## What this exercise asks
• a. In the Teledyne Form S-8 filing, what is the full title of the plan being registered?
• b. Proceed with the Teledyne Form S-8 filing, writing on from its final line.

## Text section

..........

S-8 1 d338695ds8.htm FORM S-8 Form S-8

As filed with the Securities and Exchange Commission on April 25, 2012

Registration No. 333-            

 

 

 

SECURITIES AND EXCHANGE COMMISSION

WASHINGTON, D.C. 20549

 

 

FORM S-8

REGISTRATION STATEMENT

UNDER

THE SECURITIES ACT OF 1933

 

 

TELEDYNE TECHNOLOGIES INCORPORATED

(Exact name of registrant as specified in its charter)

 

 

 

Delaware   25-1843385

(State or other jurisdiction of

incorporation or organization)

 

(I.R.S. Employer

Identification No.)

1049 Camino Dos Rios

Thousand Oaks, California 91360

(Address of principal executive offices)

 

 

TELEDYNE TECHNOLOGIES INCORPORATED

AMENDED AND RESTATED 2008 INCENTIVE AWARD PLAN

(Full title of the plan)

 

 

John T. Kuelbs

Executive Vice President, General Counsel and Secretary

Teledyne Technologies Incorporated

1049 Camino Dos Rios

Thousand Oaks, California 91360

(Name and address of agent for service)

 

 

(805) 373-4545

(Telephone number, including area code, of agent for service)

..........

## Listing
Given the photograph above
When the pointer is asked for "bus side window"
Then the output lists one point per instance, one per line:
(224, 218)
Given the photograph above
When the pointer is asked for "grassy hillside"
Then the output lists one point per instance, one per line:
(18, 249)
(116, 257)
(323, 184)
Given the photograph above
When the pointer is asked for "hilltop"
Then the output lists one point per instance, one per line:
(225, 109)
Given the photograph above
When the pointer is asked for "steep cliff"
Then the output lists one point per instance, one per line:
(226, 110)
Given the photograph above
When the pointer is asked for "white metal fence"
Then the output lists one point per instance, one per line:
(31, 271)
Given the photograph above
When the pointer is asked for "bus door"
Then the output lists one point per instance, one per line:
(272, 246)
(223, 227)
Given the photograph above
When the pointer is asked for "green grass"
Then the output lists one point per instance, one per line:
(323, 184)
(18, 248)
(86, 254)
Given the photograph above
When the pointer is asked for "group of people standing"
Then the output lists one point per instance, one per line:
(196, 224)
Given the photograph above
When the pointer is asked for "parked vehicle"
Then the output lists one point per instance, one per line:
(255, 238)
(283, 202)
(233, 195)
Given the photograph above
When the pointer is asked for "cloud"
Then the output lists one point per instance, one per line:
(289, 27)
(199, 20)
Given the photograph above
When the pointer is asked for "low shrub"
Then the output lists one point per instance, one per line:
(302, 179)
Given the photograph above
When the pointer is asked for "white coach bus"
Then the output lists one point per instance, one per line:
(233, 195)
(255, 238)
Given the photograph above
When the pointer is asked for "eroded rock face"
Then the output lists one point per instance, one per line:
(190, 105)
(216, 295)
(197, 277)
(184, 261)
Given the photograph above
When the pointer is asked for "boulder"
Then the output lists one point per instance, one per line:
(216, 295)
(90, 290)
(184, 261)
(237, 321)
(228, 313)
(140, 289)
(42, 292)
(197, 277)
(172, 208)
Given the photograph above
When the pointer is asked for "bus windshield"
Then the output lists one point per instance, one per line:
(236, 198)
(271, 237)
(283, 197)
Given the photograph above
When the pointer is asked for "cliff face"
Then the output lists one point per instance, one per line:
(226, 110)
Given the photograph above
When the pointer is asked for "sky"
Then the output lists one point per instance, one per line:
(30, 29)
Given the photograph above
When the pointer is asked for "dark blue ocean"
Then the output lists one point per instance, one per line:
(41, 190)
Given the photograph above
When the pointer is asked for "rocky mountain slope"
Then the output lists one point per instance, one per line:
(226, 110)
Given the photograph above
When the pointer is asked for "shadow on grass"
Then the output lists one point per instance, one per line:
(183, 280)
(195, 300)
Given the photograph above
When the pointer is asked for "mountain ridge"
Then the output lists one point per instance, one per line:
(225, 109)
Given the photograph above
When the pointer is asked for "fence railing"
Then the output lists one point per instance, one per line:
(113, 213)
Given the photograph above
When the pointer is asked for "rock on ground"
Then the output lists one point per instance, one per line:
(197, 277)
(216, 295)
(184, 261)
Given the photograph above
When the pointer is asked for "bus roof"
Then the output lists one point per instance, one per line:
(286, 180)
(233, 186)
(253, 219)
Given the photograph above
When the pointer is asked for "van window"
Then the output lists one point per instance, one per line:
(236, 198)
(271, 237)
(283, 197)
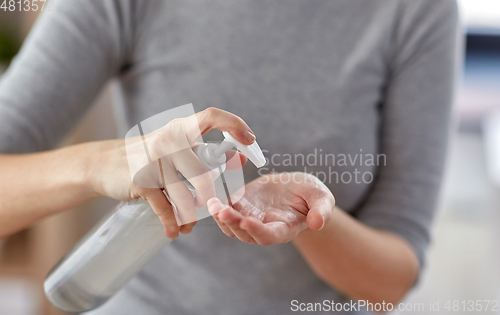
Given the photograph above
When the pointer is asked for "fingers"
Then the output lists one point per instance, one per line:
(214, 118)
(235, 160)
(320, 209)
(231, 218)
(187, 228)
(184, 201)
(214, 207)
(228, 220)
(163, 210)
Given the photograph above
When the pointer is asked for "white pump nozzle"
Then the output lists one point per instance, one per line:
(252, 152)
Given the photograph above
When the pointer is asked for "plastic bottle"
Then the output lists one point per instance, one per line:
(119, 246)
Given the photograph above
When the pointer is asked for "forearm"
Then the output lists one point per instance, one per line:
(361, 262)
(36, 185)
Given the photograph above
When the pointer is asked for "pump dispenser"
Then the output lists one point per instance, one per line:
(116, 249)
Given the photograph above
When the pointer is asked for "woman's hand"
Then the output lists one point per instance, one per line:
(275, 208)
(170, 151)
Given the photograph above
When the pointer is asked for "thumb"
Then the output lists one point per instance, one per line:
(320, 210)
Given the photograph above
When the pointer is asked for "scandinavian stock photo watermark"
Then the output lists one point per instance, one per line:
(458, 306)
(330, 168)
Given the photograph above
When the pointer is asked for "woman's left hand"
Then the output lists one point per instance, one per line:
(275, 208)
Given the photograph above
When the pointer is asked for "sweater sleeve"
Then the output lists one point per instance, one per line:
(71, 52)
(415, 122)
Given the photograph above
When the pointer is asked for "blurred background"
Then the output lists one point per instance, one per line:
(464, 258)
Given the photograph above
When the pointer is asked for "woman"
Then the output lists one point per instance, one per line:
(336, 77)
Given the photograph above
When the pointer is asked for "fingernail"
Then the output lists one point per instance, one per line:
(249, 136)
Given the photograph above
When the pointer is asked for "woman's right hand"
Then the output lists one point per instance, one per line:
(170, 151)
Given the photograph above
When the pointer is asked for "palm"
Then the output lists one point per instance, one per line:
(271, 208)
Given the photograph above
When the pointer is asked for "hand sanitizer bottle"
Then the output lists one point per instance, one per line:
(117, 248)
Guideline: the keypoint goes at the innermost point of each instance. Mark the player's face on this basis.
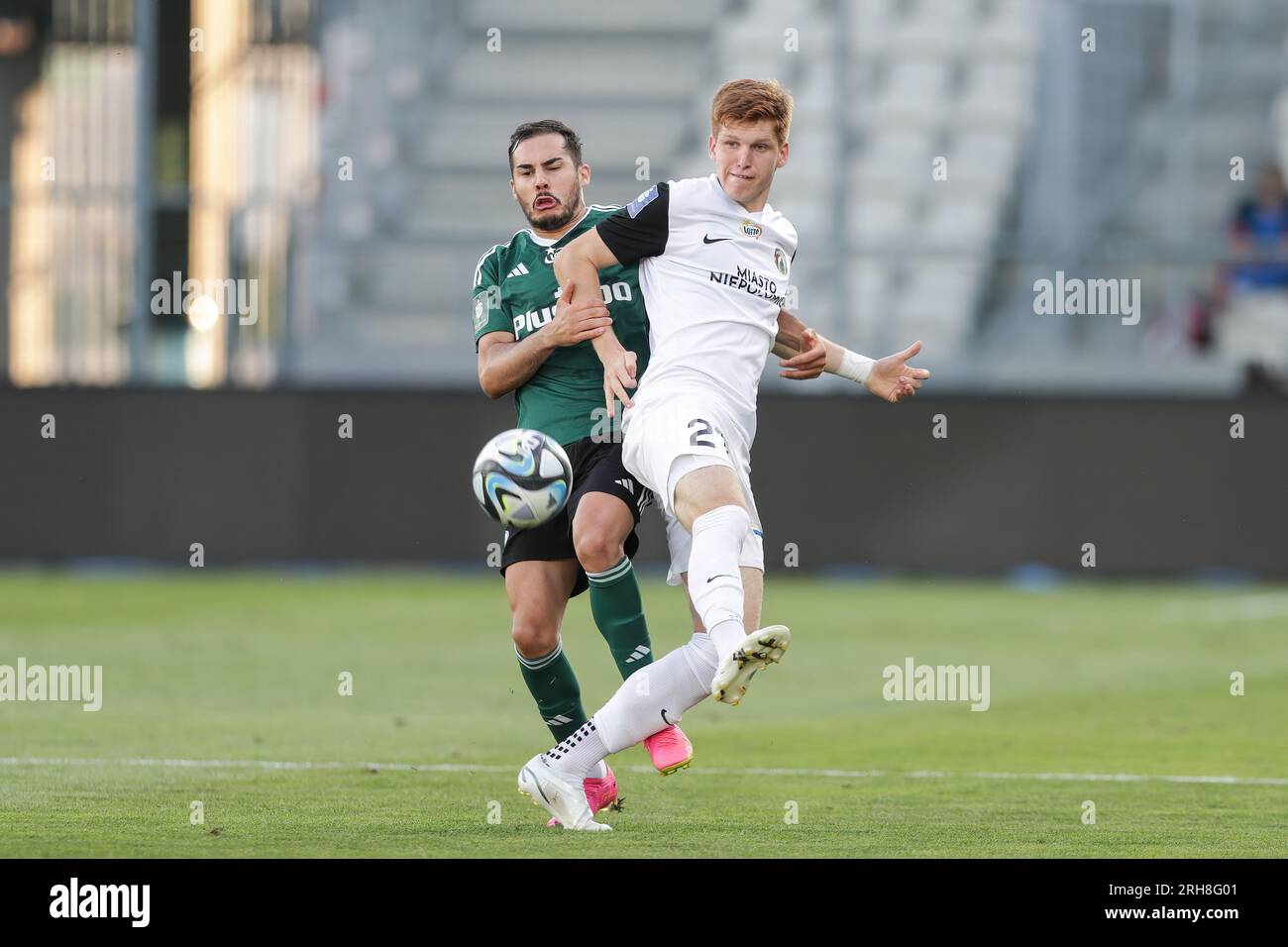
(546, 183)
(746, 158)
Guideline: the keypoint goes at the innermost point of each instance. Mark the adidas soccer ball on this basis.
(522, 478)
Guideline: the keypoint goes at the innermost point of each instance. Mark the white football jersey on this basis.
(713, 277)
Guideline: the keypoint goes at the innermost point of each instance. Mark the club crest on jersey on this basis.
(781, 261)
(645, 198)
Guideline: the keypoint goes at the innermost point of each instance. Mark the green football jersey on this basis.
(515, 291)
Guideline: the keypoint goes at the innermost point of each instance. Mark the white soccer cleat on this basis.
(758, 650)
(562, 797)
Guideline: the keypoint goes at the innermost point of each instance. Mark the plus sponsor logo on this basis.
(531, 321)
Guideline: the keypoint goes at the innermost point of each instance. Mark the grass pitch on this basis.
(232, 681)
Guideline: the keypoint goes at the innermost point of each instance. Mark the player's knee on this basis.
(533, 638)
(597, 547)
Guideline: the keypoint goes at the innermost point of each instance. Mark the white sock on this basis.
(671, 684)
(715, 579)
(580, 754)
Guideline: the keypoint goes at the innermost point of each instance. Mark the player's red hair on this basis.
(750, 101)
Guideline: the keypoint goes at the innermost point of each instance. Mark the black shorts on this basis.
(596, 468)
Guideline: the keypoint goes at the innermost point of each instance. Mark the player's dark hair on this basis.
(546, 127)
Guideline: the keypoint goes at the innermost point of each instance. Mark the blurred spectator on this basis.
(1253, 290)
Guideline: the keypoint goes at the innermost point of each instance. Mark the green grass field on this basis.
(239, 669)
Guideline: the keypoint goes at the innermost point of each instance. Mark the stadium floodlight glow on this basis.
(204, 313)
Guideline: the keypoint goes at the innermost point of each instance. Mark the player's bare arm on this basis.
(506, 364)
(579, 264)
(890, 377)
(804, 352)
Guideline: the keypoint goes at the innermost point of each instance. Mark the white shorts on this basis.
(664, 441)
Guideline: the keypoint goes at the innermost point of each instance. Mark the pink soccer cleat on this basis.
(670, 750)
(600, 793)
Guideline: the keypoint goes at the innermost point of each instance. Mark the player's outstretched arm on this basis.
(579, 264)
(505, 364)
(802, 350)
(890, 377)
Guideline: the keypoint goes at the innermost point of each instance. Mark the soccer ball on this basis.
(522, 478)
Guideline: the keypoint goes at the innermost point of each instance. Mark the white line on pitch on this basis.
(711, 771)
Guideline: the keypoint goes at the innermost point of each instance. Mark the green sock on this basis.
(555, 689)
(614, 600)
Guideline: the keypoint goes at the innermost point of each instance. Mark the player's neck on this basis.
(562, 231)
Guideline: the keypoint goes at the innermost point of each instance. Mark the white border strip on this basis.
(712, 771)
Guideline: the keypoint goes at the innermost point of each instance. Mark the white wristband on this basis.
(854, 367)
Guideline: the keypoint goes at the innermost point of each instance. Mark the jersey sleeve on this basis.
(488, 315)
(640, 228)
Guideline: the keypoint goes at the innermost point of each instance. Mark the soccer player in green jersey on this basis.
(535, 342)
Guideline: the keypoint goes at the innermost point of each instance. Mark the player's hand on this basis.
(811, 360)
(578, 321)
(618, 375)
(893, 379)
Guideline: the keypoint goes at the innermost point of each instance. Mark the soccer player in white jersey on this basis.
(715, 261)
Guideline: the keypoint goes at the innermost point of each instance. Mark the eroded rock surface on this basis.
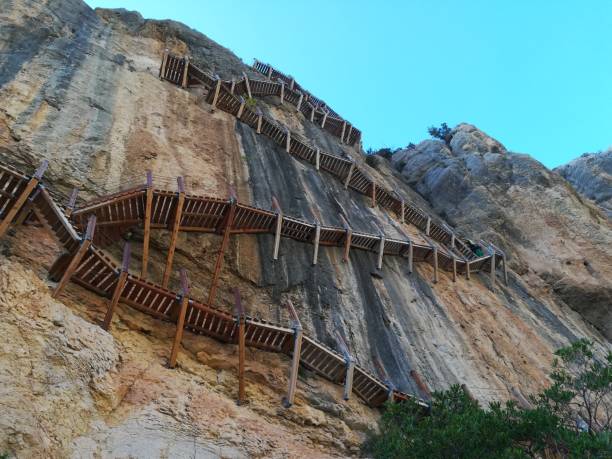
(85, 94)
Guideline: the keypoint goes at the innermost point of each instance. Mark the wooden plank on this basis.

..........

## The responses
• a. Teledyne Technologies Incorporated Amended and Restated 2008 Incentive Award Plan

• b.
Indicate by check mark whether the registrant is a large accelerated filer, an accelerated filer, a non-accelerated filer, or a smaller reporting company. See the definitions of “large accelerated filer,” “accelerated filer,” and “smaller reporting company” in Rule 12b-2 of the Exchange Act. (Check one):

 

Large accelerated filer   x    Accelerated filer   ¨
Non-accelerated filer   ¨  (Do not check if a smaller reporting company)    Smaller reporting company   ¨

 

 

CALCULATION OF REGISTRATION FEE

 

 

Title of securities

to be registered

 

Amount

to be

Registered

 

Proposed

maximum

offering price

per share

 

Proposed

maximum

aggregate

offering price

  Amount of
registration fee

Common Stock, par value $.01 per share

  2,627,000(1)   $62.36(2)   $163,819,720   $18,773.74

 

 

(1)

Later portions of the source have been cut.